◆ **Task instructions**
In the biography of Quang Nhuong Huynh, what degree did he earn from Long Island University in 1971?

- Born: August 22, 1946 Vietnam
- Died: 2001 (aged 54–55)
- Occupations: Writer, playwright
- Writing career
- Notable works: Water Buffalo Days, The Land I Lost

= Quang Nhuong Huynh =

Vietnamese-born American author

Quang Nhuong Huynh (August 22, 1946—2001) was a Vietnamese-born American author. He wrote two books, and has received several awards for his autobiographical work The Land I Lost. Huynh is credited as being the first Vietnamese author to write fiction and non-fiction in English.

==Biography==
Huynh was born August 22, 1941, in My Tho, Vietnam to the parents Huynh Miu Van, and Kiem Thi. Huynh then enrolled in Saigon University for chemistry, earning his degree in 1962. After the outbreak of the Vietnam War, Huynh was drafted into the South Vietnamese army, where he reached the rank of first lieutenant, and received a gold and a silver medal. Huynh was shot and paralyzed during the war, resulting in his trip to the United States in 1963 for physical therapy.

Huynh decided to stay in the United States, and earned an M.A. in Comparative Literature in 1971 from Long Island University, and in 1973 he got an M.A. in French from the University of Missouri in Columbia, Missouri. His writing career was then begun when his book The Land I Lost was published in 1982. The book won several awards, and was translated into several languages. In the early 1990s, Huynh also had some success as a playwright, and in 1990 he was awarded a Creative Writing Fellowship from the National Endowment for the Arts.

In 1997, Huynh published his other book that was titled Water Buffalo Days. Similar to The Land I Lost, the book focused on his life – more specifically his childhood. Four years later, Huynh died. He was the first Vietnamese to write fiction and non-fiction in English.

==Awards and recognition==
Huynh's first book, The Land I Lost, won several awards. It received the ALA Notable Children's Book award, the ALA Booklist Editors' Choice award, the Notable Children's Trade Book in the Field of Social Studies (NCSS/CBC), the Library of Congress Children's Books award, the William Allen White Children's Book Award (Kansas), the Friends of American Writers Award, and the Blue Cobra Award. In 1990, Huynh received a Creative Writing Fellowship from the National Endowment for the Arts.

◆ **Source data**

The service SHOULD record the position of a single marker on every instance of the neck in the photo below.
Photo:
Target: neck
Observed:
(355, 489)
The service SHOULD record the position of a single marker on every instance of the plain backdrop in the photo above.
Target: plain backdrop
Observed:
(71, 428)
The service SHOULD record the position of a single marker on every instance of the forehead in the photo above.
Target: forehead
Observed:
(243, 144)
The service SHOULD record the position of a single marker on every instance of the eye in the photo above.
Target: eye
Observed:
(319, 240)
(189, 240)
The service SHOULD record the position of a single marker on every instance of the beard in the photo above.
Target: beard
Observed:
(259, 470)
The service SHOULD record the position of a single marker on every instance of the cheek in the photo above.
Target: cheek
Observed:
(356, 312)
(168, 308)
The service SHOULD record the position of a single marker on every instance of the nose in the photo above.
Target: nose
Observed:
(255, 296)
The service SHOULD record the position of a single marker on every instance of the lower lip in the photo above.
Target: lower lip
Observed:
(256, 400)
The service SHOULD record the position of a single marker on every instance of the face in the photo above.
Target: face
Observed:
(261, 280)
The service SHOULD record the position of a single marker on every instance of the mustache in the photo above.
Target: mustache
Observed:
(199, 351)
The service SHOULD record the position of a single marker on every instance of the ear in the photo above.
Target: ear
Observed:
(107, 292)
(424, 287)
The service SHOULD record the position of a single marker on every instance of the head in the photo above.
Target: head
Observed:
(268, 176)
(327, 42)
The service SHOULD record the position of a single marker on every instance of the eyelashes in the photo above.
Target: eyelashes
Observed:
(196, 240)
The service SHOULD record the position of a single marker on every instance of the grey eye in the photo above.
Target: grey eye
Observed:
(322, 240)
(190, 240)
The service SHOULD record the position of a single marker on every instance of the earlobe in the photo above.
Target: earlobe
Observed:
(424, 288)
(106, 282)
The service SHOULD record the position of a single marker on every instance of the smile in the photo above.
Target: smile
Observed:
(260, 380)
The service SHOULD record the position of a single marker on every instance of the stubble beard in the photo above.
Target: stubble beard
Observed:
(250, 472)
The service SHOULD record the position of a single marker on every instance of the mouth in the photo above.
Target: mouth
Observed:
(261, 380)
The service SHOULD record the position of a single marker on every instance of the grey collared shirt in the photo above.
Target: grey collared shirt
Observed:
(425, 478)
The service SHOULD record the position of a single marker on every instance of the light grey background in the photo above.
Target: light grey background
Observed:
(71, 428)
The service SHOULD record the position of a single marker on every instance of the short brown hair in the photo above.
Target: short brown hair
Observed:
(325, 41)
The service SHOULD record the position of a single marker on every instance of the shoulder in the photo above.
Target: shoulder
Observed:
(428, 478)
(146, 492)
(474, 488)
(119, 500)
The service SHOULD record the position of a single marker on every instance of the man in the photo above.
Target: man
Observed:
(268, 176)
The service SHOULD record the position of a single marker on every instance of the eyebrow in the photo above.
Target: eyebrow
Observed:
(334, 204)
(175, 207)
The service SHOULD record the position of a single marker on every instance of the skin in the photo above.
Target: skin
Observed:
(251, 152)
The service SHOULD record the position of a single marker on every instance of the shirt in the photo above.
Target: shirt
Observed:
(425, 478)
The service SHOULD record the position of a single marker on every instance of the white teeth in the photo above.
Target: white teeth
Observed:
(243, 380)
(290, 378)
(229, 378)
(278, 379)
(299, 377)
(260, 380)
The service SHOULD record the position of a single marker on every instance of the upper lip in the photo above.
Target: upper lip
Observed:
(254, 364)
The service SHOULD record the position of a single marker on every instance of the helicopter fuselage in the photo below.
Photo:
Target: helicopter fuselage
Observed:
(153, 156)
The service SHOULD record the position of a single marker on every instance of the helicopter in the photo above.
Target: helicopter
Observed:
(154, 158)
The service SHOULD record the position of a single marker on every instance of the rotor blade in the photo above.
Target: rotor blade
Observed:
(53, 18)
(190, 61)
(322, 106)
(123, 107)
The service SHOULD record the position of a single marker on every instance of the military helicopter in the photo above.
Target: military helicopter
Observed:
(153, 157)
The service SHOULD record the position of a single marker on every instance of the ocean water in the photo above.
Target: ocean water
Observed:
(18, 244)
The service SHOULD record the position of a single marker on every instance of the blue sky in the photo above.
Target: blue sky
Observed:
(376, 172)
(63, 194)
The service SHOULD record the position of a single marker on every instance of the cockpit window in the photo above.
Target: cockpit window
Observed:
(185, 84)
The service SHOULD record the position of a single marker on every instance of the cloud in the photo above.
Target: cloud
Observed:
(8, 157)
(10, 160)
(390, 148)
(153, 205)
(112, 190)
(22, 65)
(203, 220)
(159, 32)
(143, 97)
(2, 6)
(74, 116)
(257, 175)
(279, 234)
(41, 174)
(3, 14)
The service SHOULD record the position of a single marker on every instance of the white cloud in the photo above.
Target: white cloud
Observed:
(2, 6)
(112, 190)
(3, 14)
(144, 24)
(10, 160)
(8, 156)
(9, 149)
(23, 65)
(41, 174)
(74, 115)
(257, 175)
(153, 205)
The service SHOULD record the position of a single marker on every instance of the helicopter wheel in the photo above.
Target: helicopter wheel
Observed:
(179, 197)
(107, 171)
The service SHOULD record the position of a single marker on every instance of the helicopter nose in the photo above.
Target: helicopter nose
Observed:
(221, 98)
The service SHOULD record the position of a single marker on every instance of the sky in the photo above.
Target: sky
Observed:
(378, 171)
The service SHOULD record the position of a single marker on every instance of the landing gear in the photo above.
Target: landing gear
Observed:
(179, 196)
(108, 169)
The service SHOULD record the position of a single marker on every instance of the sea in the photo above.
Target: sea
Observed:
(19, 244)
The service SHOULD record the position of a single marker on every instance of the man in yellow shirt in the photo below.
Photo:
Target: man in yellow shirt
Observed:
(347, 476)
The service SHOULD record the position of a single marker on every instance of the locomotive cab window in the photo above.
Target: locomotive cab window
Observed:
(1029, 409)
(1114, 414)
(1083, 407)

◆ **Task result**
An M.A. in Comparative Literature.